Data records
_ _ _ _ _

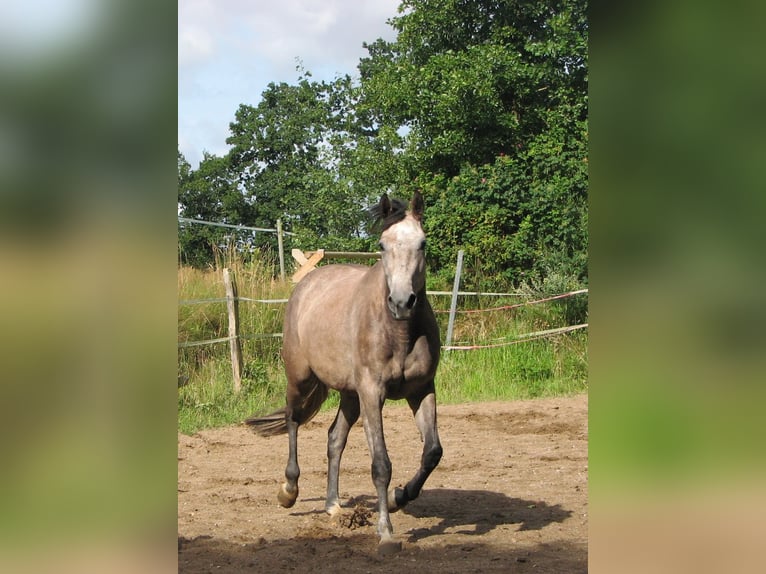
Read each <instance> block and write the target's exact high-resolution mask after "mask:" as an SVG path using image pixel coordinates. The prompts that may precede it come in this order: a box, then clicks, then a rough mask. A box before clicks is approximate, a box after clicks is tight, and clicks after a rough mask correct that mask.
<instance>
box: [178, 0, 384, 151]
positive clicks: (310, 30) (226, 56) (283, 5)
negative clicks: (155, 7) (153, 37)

_ _ _ _ _

Each line of the entries above that contains "instance" must be copied into the answer.

### PROBLEM SOLUTION
Read each <instance> block and write the target's exact high-resolution mask after "mask:" as an SVG path using image pixel coordinates. The prompts that may precede it come in this order: a box, then clicks, then a rough mask. A box before clicks is approximate, a box after clicks is tight, and clicks after a rough mask correct that mask.
<instance>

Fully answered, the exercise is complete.